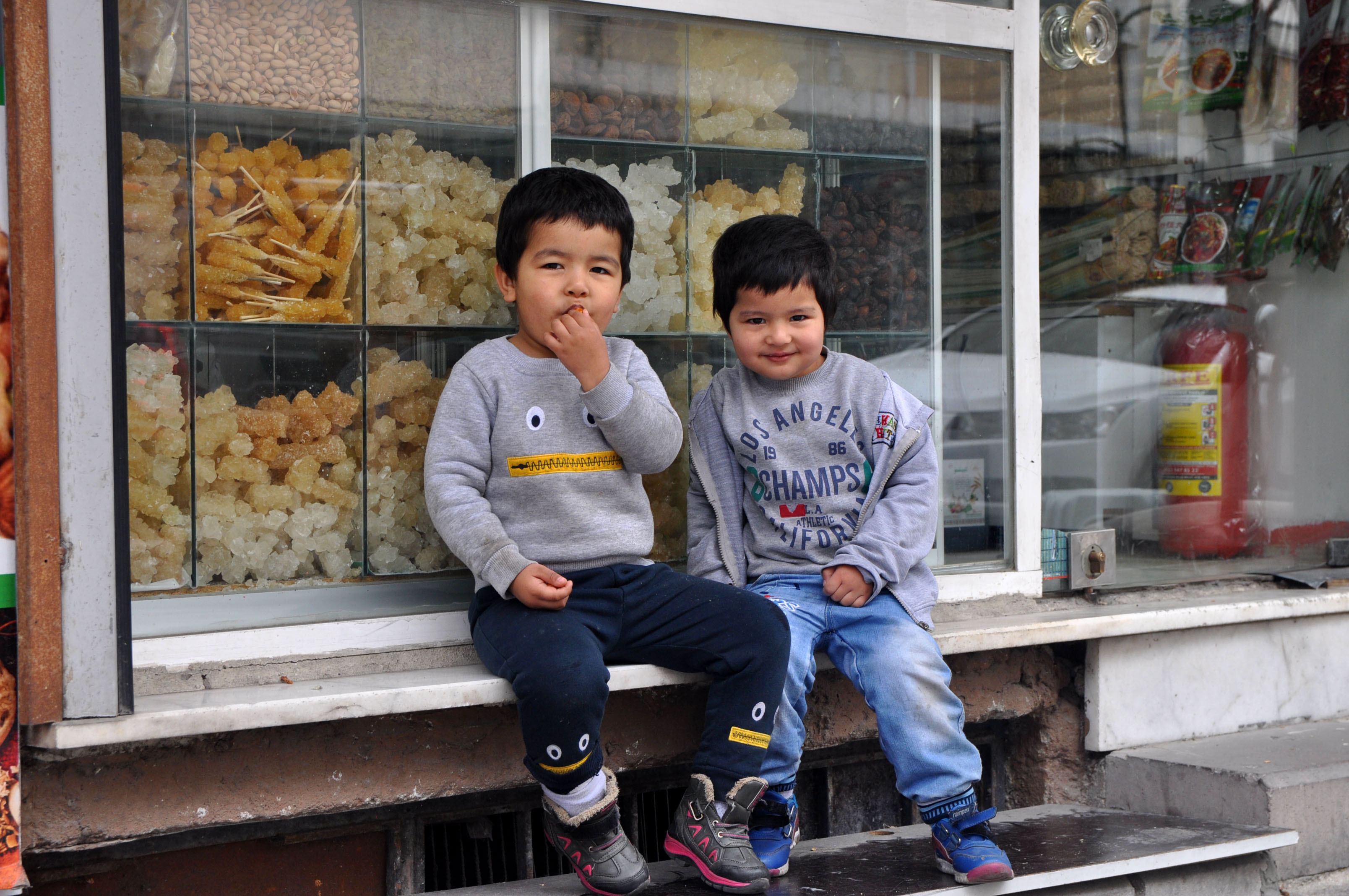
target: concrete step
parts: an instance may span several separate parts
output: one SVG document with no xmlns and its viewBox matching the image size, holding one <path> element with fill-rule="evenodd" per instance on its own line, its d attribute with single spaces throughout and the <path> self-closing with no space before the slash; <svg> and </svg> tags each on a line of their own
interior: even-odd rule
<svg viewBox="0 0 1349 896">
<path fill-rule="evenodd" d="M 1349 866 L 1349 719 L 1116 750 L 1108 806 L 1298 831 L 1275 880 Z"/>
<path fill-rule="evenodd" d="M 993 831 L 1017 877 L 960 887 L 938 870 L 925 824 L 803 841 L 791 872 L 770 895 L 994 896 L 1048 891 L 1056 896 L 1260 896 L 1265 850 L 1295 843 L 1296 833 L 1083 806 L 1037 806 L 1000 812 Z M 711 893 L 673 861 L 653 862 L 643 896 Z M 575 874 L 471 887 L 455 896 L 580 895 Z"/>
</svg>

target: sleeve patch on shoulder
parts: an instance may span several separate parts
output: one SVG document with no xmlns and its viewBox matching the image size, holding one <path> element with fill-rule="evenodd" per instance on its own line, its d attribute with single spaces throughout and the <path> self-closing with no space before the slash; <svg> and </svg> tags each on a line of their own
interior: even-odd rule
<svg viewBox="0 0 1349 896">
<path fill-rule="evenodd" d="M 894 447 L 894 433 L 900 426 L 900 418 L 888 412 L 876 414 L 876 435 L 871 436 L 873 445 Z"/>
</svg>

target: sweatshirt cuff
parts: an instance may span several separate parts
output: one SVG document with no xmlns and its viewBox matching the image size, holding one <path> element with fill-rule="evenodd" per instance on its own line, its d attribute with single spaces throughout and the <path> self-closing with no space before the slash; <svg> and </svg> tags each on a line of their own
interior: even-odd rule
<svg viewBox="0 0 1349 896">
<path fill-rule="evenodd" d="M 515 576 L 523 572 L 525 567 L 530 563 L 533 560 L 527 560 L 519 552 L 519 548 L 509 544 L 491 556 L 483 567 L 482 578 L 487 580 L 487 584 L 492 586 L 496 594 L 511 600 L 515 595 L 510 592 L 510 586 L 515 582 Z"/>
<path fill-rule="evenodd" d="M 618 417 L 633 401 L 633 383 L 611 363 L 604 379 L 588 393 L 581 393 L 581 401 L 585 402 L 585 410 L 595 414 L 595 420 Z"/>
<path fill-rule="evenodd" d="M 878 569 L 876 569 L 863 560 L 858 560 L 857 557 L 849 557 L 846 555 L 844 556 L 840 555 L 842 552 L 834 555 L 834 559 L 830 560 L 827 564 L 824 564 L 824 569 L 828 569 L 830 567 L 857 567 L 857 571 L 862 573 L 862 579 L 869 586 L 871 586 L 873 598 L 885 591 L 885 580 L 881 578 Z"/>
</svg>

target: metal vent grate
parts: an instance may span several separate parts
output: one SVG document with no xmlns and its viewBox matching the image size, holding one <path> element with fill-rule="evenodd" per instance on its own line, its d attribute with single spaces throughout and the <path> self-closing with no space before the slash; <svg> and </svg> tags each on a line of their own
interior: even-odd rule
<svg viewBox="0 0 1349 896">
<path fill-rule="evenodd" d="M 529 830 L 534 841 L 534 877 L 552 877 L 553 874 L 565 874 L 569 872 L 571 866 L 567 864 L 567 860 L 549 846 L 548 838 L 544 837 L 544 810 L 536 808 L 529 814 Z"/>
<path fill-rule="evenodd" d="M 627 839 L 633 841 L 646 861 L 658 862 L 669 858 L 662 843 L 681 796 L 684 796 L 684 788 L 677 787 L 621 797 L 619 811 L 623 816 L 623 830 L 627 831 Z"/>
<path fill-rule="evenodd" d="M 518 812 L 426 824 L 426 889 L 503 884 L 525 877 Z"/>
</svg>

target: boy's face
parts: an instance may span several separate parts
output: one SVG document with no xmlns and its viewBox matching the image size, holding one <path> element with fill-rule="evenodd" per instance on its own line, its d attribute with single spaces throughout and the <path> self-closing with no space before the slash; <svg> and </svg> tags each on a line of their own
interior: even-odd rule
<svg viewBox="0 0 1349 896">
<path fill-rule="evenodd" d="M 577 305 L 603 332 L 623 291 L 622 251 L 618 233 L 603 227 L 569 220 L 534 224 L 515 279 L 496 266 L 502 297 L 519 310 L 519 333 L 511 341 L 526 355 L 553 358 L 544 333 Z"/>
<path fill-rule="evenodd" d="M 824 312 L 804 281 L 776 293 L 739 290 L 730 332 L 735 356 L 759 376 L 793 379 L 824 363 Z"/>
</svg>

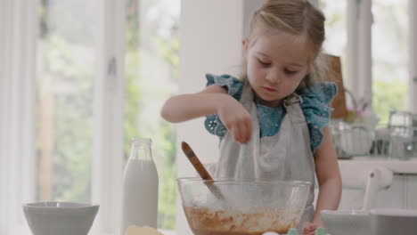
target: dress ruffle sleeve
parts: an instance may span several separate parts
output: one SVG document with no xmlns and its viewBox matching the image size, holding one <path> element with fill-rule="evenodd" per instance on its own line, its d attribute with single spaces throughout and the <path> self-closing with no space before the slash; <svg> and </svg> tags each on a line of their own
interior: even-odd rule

══════════════════════════════

The task: Could you echo the listing from the line with "target: sweatshirt cuff" up to and including the line with "515 576 L 523", character for character?

Solution for this problem:
target: sweatshirt cuff
parts: an instance may span several separate parts
output: one SVG document with no xmlns and its viewBox matching the image size, holding one <path> element with fill-rule="evenodd" per instance on its own line, its d attribute with single spaces throughout and the <path> self-closing with no space before the slash; <svg> and </svg> tags each on a line of their own
interior: even-odd rule
<svg viewBox="0 0 1349 896">
<path fill-rule="evenodd" d="M 515 576 L 523 572 L 525 567 L 530 563 L 533 560 L 527 560 L 519 552 L 519 548 L 509 544 L 491 556 L 483 567 L 482 578 L 487 580 L 487 584 L 492 586 L 496 594 L 511 600 L 515 595 L 510 592 L 510 586 L 515 582 Z"/>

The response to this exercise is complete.